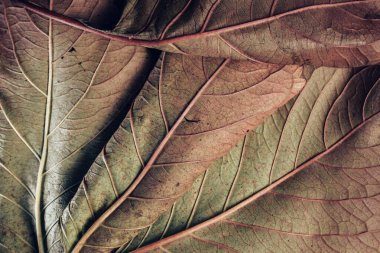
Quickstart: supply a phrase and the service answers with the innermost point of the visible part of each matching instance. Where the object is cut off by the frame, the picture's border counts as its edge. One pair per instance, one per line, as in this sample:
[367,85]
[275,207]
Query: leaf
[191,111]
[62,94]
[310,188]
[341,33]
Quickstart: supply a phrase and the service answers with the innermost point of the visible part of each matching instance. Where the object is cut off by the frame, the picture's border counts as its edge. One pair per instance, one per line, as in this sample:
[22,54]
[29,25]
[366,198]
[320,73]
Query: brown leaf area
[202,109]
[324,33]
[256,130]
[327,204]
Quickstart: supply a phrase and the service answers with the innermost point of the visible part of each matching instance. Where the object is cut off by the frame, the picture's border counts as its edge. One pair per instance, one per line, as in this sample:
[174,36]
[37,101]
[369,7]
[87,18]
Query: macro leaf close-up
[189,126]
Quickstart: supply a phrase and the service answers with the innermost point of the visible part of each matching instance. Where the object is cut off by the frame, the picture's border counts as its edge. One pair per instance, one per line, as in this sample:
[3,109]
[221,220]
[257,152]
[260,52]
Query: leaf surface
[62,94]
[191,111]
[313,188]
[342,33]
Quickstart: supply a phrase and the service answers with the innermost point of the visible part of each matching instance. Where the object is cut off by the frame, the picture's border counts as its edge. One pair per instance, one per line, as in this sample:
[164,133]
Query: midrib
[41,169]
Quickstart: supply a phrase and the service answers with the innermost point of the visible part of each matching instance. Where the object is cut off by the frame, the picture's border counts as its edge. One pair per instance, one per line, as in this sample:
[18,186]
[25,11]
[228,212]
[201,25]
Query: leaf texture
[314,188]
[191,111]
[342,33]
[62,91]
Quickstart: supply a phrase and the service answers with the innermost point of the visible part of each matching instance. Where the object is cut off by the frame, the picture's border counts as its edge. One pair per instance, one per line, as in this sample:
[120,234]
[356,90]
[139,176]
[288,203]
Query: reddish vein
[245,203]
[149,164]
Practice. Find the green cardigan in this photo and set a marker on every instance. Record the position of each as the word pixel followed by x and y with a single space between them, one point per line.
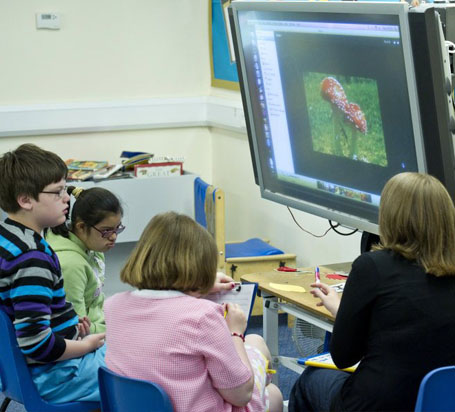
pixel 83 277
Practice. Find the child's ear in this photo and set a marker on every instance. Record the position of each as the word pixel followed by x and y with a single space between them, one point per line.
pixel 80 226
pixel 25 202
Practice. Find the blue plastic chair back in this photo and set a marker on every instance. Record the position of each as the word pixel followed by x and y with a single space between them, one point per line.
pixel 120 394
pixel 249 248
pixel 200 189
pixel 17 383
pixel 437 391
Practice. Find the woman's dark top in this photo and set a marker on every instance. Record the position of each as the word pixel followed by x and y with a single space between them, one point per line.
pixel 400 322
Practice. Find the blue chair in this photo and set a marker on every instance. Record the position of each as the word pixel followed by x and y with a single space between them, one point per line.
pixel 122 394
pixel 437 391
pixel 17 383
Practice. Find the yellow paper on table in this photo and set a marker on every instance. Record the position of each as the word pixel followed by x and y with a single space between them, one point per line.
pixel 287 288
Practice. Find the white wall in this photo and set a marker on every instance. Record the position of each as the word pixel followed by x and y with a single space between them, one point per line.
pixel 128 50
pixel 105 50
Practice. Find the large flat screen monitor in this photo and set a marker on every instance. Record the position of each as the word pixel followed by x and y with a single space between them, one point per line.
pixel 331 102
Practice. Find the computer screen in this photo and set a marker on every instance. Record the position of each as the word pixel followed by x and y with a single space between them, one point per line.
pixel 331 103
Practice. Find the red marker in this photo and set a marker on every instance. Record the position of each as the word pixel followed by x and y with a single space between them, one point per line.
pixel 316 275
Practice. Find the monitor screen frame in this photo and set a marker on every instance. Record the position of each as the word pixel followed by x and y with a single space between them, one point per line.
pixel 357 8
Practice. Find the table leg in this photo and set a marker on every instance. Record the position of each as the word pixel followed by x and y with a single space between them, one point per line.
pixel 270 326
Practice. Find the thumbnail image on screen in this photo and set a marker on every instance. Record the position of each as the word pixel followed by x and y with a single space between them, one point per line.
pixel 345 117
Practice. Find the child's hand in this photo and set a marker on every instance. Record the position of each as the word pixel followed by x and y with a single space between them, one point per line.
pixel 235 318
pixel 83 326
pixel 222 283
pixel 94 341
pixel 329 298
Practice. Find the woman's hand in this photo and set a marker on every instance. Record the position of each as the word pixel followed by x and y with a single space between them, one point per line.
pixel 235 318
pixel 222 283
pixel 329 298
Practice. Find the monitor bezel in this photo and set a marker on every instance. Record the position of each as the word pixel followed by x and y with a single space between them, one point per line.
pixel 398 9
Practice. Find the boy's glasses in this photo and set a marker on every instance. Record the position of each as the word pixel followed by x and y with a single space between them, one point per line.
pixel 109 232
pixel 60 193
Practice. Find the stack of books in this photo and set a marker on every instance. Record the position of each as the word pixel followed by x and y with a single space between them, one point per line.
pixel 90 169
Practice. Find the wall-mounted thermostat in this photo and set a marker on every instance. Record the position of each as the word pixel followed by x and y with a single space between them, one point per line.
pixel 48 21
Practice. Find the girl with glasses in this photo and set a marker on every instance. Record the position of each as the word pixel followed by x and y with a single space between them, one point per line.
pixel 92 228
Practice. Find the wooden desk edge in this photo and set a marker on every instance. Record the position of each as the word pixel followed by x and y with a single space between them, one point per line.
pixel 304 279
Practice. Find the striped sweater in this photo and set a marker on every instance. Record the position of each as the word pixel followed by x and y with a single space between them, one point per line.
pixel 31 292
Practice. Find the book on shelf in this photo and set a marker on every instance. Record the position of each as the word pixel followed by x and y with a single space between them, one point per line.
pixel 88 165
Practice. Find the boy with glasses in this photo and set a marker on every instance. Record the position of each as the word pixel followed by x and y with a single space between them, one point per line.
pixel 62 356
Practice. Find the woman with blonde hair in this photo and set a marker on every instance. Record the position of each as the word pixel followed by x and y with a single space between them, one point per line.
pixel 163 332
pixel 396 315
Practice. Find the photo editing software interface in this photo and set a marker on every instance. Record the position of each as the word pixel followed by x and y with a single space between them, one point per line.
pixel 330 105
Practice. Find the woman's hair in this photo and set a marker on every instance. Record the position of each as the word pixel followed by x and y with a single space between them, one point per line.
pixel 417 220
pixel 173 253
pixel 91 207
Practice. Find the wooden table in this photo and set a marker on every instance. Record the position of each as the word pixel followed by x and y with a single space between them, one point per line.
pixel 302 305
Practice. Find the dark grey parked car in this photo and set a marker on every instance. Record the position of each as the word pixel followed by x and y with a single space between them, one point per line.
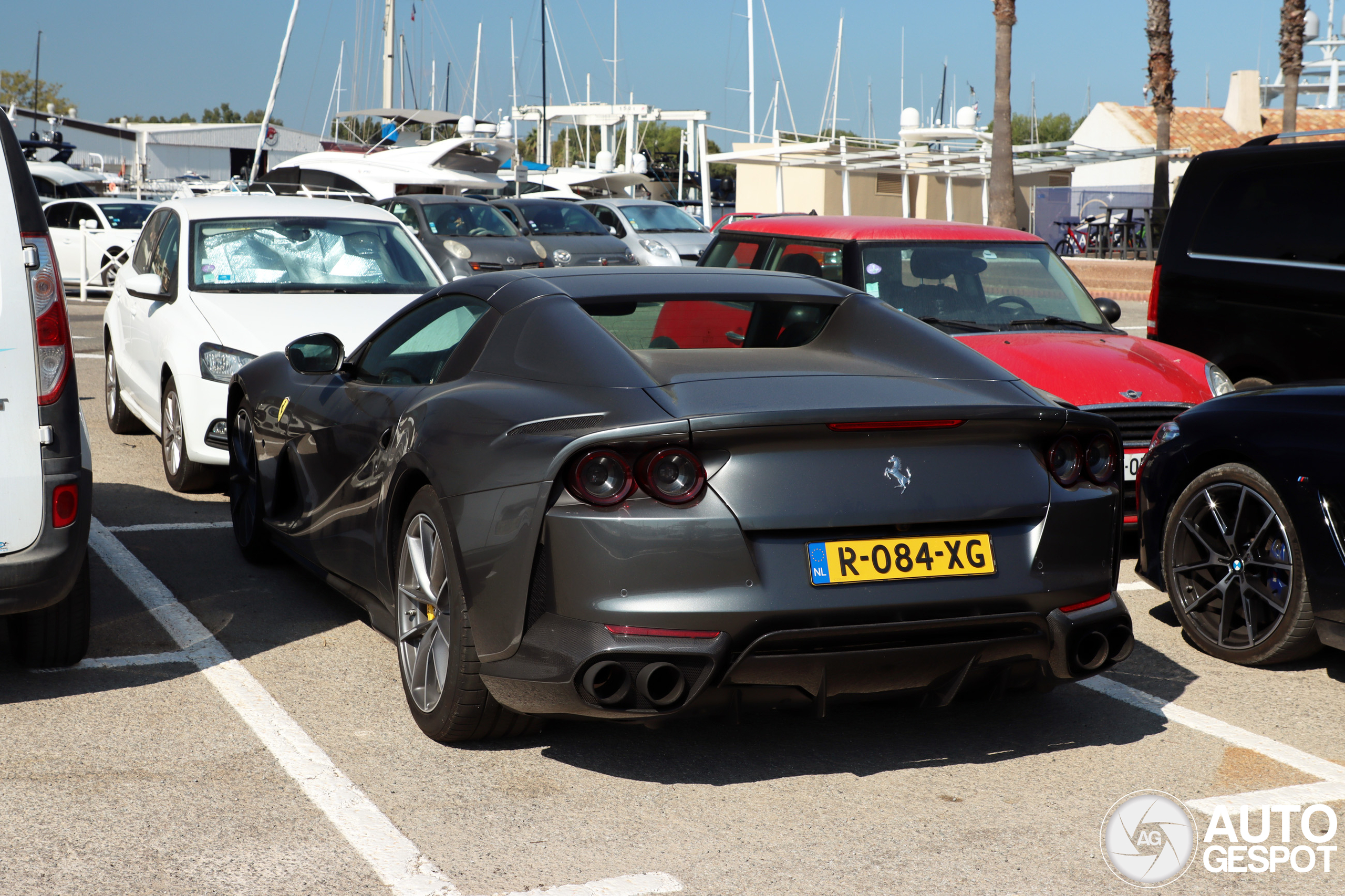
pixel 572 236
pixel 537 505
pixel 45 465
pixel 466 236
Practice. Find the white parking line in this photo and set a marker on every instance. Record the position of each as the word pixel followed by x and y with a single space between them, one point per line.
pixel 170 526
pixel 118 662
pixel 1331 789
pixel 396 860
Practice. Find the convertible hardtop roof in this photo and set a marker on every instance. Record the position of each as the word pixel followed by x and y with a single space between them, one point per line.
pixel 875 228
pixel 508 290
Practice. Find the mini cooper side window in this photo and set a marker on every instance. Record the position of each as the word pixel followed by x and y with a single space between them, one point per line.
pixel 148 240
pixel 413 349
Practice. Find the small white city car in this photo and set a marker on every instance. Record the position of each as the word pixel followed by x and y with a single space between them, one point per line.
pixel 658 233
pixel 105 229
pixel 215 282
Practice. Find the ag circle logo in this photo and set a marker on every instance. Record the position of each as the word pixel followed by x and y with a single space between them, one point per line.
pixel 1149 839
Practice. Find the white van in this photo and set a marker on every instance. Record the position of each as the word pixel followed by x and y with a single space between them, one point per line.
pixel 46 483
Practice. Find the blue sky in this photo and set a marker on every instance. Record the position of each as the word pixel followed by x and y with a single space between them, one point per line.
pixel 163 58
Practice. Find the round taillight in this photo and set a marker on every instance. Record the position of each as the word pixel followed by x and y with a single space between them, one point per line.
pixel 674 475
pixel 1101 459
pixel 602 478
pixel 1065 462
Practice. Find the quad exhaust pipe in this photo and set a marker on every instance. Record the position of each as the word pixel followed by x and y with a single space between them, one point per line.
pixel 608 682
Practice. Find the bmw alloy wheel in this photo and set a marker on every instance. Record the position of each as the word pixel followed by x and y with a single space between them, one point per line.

_Task instructions_: Copy out exactly the lines between the line with "Practice. Find the quad" and the last line of the entries, counting both of those lines.

_Answer to the problem_:
Practice. Find the quad exhaust pipe in this photo and set a marker on every instance. Record the position of each as the word pixel followed by x and y with a single space between them, one point per line.
pixel 608 682
Practice. Find the bmw alloy wheel in this photo and set a marker on every instance. Record the position of each as the word pixel followed by x and y with a single space between them, one point per line.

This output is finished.